Raw records:
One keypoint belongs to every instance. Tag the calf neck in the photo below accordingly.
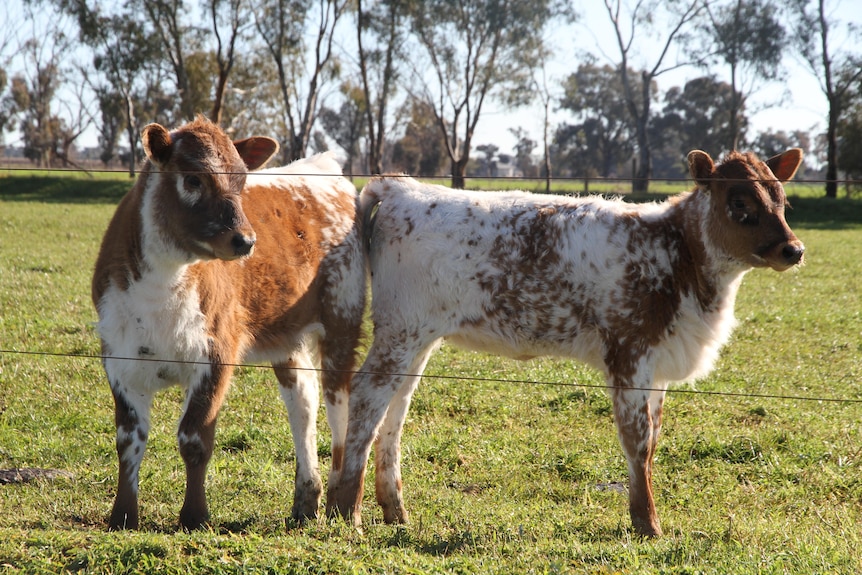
(644, 293)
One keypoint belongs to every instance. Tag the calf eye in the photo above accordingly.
(740, 211)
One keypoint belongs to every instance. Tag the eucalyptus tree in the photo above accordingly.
(475, 49)
(125, 63)
(380, 31)
(835, 64)
(747, 36)
(639, 23)
(699, 116)
(602, 135)
(300, 38)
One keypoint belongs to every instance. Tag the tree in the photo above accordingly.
(281, 24)
(177, 40)
(34, 91)
(699, 116)
(748, 37)
(346, 125)
(639, 93)
(849, 137)
(475, 49)
(770, 143)
(524, 153)
(126, 59)
(226, 12)
(383, 21)
(813, 32)
(602, 137)
(421, 150)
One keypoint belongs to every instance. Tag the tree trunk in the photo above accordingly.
(459, 173)
(832, 152)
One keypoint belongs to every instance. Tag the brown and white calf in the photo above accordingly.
(644, 293)
(205, 265)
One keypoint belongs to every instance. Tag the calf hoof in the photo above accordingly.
(193, 520)
(394, 513)
(349, 513)
(306, 501)
(647, 528)
(121, 520)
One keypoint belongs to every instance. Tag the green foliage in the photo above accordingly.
(509, 467)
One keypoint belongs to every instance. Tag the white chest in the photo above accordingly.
(155, 335)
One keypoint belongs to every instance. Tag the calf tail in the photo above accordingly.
(369, 201)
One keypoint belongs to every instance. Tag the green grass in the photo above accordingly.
(499, 477)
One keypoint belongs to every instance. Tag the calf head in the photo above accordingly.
(198, 202)
(747, 202)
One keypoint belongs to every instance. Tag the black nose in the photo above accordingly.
(792, 254)
(242, 244)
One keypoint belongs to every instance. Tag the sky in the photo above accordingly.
(797, 103)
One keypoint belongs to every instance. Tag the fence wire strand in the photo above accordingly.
(534, 180)
(472, 379)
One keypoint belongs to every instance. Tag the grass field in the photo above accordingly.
(509, 467)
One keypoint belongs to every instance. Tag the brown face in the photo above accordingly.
(748, 203)
(199, 199)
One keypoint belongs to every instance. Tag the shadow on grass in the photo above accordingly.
(63, 189)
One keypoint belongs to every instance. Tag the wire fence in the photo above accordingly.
(447, 378)
(534, 180)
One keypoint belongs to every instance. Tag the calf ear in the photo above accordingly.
(157, 143)
(784, 165)
(700, 166)
(256, 151)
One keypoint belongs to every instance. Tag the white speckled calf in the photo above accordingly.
(644, 293)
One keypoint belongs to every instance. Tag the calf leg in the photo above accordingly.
(638, 419)
(387, 447)
(132, 416)
(379, 379)
(196, 438)
(339, 361)
(300, 393)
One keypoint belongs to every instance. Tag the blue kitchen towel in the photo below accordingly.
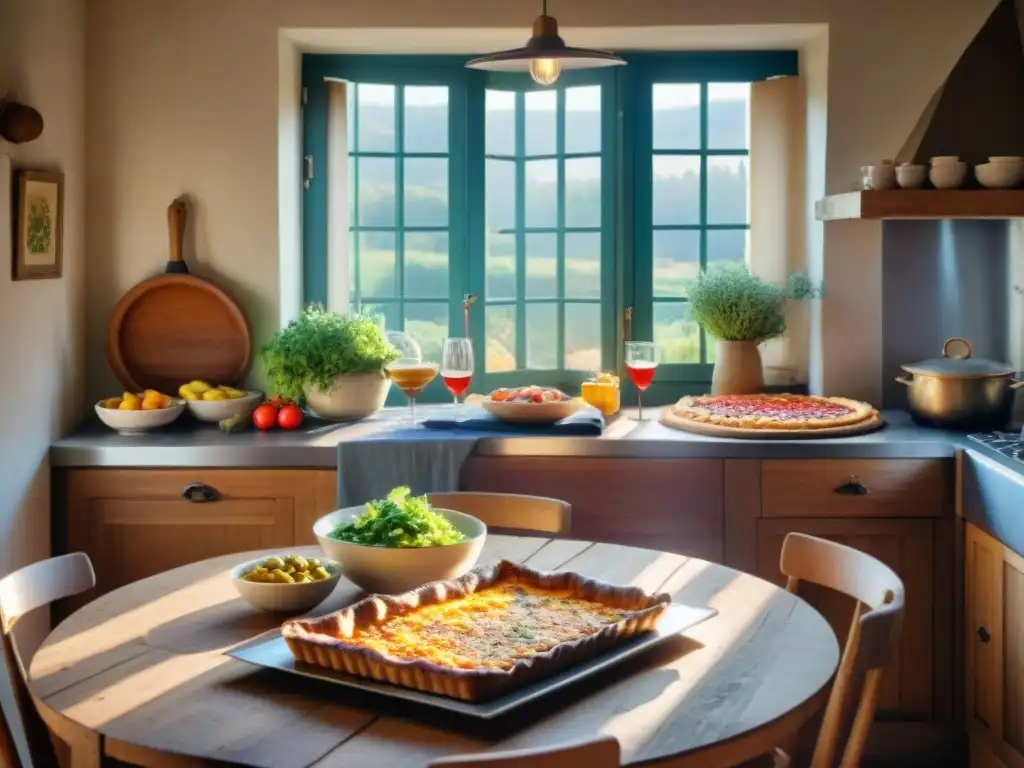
(586, 421)
(426, 462)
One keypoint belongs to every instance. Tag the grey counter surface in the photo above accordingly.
(192, 444)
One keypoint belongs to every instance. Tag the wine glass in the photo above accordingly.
(641, 359)
(410, 373)
(457, 366)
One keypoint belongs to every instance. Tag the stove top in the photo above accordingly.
(1010, 444)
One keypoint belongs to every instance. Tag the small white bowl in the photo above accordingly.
(136, 422)
(285, 598)
(947, 175)
(999, 175)
(395, 569)
(219, 410)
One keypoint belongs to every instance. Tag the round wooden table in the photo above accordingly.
(140, 675)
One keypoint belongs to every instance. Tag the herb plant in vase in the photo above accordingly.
(740, 310)
(335, 361)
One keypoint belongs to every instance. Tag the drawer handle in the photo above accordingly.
(200, 493)
(853, 486)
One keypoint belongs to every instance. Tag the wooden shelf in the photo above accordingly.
(923, 204)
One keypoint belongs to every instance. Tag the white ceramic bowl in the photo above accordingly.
(999, 175)
(136, 422)
(393, 569)
(947, 175)
(220, 410)
(285, 598)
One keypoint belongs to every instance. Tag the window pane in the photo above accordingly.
(500, 127)
(583, 265)
(376, 118)
(500, 266)
(427, 323)
(676, 254)
(500, 194)
(583, 119)
(676, 197)
(426, 264)
(583, 337)
(376, 203)
(500, 334)
(541, 117)
(728, 245)
(426, 192)
(726, 190)
(583, 192)
(542, 337)
(542, 261)
(377, 265)
(677, 116)
(542, 193)
(676, 333)
(426, 119)
(728, 116)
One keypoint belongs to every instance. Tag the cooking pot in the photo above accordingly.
(958, 391)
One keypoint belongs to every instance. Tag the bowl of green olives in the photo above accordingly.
(286, 584)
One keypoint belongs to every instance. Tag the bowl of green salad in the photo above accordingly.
(396, 544)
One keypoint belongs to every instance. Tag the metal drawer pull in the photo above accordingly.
(200, 493)
(853, 486)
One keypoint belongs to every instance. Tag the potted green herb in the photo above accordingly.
(335, 361)
(741, 310)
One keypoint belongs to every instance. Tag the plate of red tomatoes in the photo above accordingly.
(278, 413)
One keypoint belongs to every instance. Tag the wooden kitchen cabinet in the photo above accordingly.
(993, 650)
(136, 522)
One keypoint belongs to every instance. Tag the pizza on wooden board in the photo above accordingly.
(797, 412)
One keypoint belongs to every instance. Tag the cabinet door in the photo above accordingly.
(907, 547)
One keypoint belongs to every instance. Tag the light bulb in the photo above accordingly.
(545, 71)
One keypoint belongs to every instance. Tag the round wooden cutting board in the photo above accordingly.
(670, 419)
(175, 328)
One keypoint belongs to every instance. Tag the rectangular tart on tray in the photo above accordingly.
(477, 637)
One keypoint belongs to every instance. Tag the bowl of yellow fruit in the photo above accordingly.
(215, 403)
(134, 413)
(290, 584)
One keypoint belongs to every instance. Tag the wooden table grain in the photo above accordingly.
(145, 669)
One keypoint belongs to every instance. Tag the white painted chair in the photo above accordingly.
(598, 753)
(509, 511)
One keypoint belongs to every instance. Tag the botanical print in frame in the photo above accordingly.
(39, 225)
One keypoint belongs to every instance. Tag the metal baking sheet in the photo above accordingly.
(273, 653)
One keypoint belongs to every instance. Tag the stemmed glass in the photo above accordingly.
(410, 373)
(457, 366)
(641, 359)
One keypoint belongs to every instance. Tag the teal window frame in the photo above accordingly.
(626, 194)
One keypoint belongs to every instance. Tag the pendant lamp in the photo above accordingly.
(545, 54)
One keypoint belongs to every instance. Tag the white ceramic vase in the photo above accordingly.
(351, 396)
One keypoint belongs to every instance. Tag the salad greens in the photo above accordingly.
(400, 520)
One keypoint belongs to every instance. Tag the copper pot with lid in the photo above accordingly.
(957, 391)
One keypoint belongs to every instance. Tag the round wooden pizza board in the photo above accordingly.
(670, 419)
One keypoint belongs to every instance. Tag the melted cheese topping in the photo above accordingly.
(488, 630)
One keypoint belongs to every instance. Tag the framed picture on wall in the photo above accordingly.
(38, 225)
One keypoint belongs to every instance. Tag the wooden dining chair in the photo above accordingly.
(870, 645)
(509, 511)
(598, 753)
(20, 593)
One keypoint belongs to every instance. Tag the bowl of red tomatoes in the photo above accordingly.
(278, 413)
(530, 404)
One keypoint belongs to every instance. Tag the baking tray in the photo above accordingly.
(273, 653)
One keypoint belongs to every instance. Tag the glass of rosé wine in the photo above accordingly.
(457, 366)
(641, 359)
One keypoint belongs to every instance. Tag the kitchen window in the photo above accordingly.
(558, 207)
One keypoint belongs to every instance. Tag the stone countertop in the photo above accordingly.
(187, 443)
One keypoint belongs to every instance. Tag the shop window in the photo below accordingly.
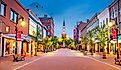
(13, 16)
(7, 29)
(3, 9)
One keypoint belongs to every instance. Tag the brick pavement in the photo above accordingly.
(6, 63)
(109, 59)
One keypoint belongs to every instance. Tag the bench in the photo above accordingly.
(117, 60)
(18, 58)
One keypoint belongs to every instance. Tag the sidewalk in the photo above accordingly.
(109, 59)
(6, 63)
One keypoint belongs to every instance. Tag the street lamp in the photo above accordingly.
(16, 29)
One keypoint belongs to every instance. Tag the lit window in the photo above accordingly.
(13, 16)
(7, 29)
(3, 9)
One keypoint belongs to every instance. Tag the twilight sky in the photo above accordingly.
(70, 10)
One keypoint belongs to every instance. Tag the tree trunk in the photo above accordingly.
(104, 54)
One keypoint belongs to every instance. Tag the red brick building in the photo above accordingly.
(10, 13)
(49, 23)
(78, 30)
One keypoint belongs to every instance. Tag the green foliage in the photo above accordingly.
(90, 36)
(102, 34)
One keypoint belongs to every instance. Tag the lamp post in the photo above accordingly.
(16, 29)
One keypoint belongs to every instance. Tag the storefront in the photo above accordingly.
(9, 45)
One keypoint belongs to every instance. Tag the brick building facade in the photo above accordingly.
(10, 14)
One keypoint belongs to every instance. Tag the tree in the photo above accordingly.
(84, 42)
(90, 36)
(102, 34)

Set task:
Please rewrite every line from the one containing "One keypoint belongs to every instance. Tag the lit" down to the end of the items, shifting each coordinate in the answers up by 11.

Result of the task:
One keypoint belongs to every instance. Tag the lit window in the photo above accordingly.
(24, 27)
(18, 40)
(14, 20)
One keypoint belongs to every instance. Tag the twilight sky in the photo above accordingly.
(81, 21)
One keypoint belongs to every instance. Tag the tree trunk in the photo above accordingly.
(115, 65)
One keypoint belongs to every instance. Tag the red brick building in the photo above accordingly.
(21, 24)
(60, 34)
(89, 41)
One keypoint belongs to every instance. Tag the green foliage in the photo above accordingly.
(101, 47)
(113, 45)
One keypoint belongs to every instance. Tag the lamp post in the photo above accordingly.
(27, 40)
One keypoint belongs to every instance. Tag the storefront in the photo above accordingly.
(20, 56)
One keypoint belongs to every instance. Tag the brick building facade in the photo above accordingly.
(21, 25)
One keypoint belongs to every instance. Tag the tree in the photo above accordingly.
(95, 53)
(101, 47)
(113, 45)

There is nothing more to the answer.